>> START Extracted text

February 26, 2016 | Knowledge & Science

The most detailed picture of the Milky Way was taken from the Atacama desert

The most detailed picture of the Milky Way was taken from the Atacama desert | Marca Chile

A scientific team recently finished the most complete blueprint of the milky to date. The image was published by ESO (European Southern Observatory), an intergovernmental organization of science and technology, and it was considered a milestone that marks the culmination of the ATLASGAL project, which was meant to explore a large portion of the Galaxy.

This was made possible by using the APEX (Atacama Pathfinder Experiment) instrument, a telescope with 12 meters in diameter that operates at millimetre and sub-millimetre wavelengths, installed on the Chajnantor plateau.

The telescope made a map of the complete area of the observable Galactic plane from the southern hemisphere, and it has achieved greater detail than any other attempt to date, including those carried out in space. In an unprecedented achievement, the distribution of gas and the regions of the Galaxy where stars are forming were captured with great precision, generating a 187-million-pixel image.

>> END Extracted text
>> START Records shown

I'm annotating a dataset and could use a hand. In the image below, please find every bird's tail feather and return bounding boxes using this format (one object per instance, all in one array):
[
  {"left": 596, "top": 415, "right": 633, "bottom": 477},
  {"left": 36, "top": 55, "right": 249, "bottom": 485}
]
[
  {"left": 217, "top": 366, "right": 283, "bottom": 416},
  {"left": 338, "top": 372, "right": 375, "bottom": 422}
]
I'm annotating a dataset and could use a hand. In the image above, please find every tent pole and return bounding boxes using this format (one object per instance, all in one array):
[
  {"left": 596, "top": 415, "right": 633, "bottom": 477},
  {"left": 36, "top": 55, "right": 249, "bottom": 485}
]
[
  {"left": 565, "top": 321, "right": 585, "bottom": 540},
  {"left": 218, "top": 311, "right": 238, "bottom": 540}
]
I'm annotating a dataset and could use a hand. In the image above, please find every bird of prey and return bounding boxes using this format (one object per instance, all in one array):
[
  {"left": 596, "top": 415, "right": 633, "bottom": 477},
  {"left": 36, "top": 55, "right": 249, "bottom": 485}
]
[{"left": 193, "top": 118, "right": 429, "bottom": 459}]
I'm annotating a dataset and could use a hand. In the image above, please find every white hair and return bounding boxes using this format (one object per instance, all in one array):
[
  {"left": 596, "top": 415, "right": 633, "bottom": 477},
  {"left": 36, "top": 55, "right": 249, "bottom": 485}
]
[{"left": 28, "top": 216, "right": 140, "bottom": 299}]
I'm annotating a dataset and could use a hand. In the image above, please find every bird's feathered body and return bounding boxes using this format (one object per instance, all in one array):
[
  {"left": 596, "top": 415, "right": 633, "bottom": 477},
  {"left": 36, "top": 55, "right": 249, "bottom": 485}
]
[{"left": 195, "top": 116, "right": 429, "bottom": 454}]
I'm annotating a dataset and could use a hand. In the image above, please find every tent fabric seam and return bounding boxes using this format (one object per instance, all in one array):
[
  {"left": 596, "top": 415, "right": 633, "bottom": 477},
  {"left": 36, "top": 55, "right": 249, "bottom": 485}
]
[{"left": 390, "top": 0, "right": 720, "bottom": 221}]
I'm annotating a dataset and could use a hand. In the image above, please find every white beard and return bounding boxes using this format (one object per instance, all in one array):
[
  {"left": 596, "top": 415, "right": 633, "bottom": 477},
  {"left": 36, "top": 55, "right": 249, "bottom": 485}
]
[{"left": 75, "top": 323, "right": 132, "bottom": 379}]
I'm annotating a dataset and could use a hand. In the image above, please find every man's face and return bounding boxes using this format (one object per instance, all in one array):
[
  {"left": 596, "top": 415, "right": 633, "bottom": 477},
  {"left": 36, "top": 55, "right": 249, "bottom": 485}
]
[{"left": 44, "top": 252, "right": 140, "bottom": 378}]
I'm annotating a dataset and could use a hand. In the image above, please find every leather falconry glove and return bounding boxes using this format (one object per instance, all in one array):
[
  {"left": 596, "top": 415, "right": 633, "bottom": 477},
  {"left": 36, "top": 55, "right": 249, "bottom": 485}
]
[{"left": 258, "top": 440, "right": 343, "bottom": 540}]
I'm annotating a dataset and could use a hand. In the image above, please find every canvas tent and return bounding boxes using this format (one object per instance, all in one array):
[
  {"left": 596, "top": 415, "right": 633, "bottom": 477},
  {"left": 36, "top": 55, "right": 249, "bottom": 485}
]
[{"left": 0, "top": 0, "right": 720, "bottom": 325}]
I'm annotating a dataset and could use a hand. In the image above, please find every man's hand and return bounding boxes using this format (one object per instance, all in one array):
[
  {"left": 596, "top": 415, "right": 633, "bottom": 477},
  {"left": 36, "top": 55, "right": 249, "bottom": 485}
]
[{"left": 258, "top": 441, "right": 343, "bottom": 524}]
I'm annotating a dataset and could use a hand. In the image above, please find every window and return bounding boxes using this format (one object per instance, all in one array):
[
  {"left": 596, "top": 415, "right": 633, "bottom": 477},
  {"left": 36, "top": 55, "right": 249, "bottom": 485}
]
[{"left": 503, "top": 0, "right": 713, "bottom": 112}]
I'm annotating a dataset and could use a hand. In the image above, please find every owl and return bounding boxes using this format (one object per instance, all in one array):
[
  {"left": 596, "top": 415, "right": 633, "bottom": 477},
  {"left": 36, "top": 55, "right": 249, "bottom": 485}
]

>> END Records shown
>> START Records shown

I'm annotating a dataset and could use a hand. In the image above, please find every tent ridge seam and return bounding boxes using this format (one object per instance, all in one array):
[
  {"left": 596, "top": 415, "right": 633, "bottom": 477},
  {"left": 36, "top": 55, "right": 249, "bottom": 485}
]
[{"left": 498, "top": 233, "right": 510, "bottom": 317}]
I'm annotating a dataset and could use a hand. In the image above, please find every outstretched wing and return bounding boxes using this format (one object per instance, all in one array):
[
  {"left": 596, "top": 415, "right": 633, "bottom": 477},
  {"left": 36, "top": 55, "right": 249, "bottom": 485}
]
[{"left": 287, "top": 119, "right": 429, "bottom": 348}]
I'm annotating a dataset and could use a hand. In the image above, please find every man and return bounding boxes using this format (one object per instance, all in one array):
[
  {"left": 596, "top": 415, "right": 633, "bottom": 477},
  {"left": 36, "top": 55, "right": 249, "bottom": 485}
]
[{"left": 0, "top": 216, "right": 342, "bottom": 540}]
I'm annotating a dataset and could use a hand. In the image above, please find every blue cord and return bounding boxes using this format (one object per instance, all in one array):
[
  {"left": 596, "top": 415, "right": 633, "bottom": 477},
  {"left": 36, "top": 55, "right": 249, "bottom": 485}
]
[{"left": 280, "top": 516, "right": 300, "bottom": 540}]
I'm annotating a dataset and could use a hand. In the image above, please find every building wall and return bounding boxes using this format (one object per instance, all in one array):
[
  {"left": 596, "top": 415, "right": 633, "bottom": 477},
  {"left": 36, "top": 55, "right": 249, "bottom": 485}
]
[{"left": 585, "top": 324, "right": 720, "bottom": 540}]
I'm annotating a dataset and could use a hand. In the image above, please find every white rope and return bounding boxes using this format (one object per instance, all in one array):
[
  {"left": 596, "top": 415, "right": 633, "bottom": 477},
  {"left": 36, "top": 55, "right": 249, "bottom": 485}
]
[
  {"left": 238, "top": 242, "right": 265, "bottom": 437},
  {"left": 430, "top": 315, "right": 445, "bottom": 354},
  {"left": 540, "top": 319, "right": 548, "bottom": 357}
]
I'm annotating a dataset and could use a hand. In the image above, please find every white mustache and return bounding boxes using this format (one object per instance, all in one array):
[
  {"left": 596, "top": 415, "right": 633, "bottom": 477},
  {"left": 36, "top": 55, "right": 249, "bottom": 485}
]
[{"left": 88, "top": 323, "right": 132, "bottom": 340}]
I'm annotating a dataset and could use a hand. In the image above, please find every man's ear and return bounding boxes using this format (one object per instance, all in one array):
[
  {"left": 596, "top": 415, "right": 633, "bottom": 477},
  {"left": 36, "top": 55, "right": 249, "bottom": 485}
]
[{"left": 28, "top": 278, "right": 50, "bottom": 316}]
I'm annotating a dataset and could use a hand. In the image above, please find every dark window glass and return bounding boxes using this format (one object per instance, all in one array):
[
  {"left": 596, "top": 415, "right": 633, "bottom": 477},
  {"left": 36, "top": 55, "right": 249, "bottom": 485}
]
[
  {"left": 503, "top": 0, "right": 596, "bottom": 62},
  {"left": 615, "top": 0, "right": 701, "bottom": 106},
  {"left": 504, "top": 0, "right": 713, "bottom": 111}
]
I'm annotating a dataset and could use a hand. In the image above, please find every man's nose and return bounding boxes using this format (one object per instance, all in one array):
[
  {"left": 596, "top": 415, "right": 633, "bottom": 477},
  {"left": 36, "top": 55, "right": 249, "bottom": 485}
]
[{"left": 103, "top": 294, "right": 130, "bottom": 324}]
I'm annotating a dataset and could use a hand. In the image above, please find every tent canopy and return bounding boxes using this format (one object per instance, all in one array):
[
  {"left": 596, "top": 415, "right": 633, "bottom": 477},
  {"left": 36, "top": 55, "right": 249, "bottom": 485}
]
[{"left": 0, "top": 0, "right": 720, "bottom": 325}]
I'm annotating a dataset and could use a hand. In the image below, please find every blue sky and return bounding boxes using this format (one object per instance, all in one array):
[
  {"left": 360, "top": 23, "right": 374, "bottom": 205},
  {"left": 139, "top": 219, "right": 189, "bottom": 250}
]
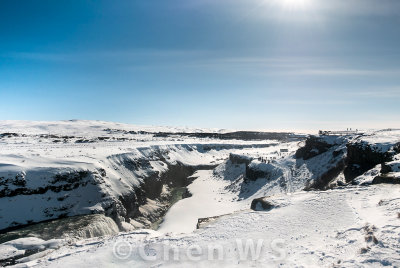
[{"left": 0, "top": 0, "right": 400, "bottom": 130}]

>> END Records shown
>> START Records shown

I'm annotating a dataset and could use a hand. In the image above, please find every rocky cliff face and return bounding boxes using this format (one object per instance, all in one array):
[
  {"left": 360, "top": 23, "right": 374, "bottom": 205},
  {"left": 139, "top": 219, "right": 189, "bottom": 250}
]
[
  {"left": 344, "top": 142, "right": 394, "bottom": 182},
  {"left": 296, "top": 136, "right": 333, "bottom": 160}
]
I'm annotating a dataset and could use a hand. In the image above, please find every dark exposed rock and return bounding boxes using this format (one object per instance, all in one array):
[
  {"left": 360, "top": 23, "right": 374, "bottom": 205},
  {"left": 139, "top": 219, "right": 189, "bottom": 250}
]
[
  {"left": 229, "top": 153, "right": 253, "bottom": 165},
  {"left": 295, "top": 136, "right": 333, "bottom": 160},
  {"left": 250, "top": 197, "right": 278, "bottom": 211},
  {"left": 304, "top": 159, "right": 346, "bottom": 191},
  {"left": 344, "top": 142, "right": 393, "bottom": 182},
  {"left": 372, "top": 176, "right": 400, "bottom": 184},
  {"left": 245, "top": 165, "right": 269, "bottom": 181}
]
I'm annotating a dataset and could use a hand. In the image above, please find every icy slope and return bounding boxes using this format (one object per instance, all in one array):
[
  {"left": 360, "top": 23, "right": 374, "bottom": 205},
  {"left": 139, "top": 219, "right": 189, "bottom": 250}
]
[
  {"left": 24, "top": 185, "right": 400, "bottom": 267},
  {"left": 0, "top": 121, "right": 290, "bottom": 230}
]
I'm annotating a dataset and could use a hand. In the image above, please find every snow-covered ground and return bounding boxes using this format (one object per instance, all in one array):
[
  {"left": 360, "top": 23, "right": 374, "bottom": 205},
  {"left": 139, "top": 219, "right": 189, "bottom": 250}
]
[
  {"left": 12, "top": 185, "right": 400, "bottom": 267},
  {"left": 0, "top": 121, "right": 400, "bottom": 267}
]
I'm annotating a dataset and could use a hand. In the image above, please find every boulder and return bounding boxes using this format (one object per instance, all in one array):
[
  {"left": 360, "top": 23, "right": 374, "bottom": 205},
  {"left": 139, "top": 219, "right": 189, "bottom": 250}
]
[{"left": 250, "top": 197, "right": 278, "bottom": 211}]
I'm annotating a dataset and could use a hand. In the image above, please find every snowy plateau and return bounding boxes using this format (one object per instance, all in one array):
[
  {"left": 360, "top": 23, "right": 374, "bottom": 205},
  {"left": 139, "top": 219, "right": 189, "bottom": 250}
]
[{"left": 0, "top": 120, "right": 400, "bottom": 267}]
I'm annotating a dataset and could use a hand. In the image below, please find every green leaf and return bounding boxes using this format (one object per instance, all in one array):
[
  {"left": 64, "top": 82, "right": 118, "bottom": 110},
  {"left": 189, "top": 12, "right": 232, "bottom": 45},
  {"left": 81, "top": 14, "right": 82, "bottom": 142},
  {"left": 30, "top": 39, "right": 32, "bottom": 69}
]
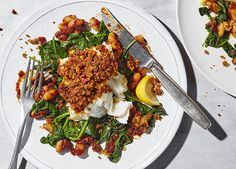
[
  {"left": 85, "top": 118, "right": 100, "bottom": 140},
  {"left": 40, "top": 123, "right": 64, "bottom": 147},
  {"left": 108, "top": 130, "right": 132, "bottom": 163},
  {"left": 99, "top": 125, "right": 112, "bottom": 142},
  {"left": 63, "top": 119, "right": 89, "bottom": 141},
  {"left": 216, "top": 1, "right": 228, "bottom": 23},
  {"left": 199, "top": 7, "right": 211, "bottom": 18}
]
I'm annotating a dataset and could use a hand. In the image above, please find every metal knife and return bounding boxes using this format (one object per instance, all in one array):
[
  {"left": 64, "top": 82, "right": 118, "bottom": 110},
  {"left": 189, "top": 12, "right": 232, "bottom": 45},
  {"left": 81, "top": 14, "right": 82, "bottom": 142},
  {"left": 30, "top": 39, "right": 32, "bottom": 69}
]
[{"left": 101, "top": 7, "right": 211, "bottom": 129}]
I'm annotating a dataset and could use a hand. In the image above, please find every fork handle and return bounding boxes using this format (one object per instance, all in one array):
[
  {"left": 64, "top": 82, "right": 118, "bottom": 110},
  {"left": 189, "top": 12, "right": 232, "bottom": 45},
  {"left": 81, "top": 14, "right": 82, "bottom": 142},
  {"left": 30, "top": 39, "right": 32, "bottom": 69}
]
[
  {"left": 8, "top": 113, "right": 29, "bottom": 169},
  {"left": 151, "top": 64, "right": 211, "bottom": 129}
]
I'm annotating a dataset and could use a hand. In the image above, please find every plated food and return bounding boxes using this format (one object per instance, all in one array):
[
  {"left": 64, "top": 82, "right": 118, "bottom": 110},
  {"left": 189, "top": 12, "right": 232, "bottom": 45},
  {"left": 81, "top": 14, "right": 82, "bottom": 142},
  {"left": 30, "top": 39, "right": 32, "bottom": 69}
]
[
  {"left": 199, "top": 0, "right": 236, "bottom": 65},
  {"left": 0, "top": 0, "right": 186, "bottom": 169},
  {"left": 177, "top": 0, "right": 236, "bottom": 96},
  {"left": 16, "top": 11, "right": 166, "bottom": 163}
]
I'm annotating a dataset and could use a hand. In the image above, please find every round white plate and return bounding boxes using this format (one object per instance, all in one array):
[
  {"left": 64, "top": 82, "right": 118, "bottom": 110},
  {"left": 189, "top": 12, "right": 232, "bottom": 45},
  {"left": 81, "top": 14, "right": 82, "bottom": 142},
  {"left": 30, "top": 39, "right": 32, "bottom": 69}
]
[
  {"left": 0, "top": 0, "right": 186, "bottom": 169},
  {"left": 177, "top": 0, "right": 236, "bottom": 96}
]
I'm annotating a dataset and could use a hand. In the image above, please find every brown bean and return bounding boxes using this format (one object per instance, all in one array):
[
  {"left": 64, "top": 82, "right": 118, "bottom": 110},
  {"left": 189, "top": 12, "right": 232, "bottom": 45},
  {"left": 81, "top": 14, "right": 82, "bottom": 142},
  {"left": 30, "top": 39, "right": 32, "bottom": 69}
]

>> END Records shown

**Written tasks**:
(A) Reproduce the Milky Way article between "A scientific team" and "the Chajnantor plateau.", inclusive, and swap "ATLASGAL project" for "ATLASGAL survey".
(B) Please carry on the Milky Way article from its last sentence.

**Answers to the exercise**:
(A)
A scientific team recently finished the most complete blueprint of the milky to date. The image was published by ESO (European Southern Observatory), an intergovernmental organization of science and technology, and it was considered a milestone that marks the culmination of the ATLASGAL survey, which was meant to explore a large portion of the Galaxy.

This was made possible by using the APEX (Atacama Pathfinder Experiment) instrument, a telescope with 12 meters in diameter that operates at millimetre and sub-millimetre wavelengths, installed on the Chajnantor plateau.

(B)
The scientist Carlos De Breuck told BBC news that the astronomers have “a general idea of how stars from the condensation of gas clouds are formed, but still missing some details. To find out, for example, which stars are formed from what kind of clouds, we need more information, we need to map the Galaxy to determine under which conditions they are generated”. Thus, the map that resulted from this large probe will allow them to explore the interstellar medium in our Galaxy, serving simultaneously as a platform to make new discoveries.

Scientists from the University of Chile, ESO, from the Max Planck Institute of Astronomy and the Max Planck Institute for Radio Astronomy participated in this momentous project.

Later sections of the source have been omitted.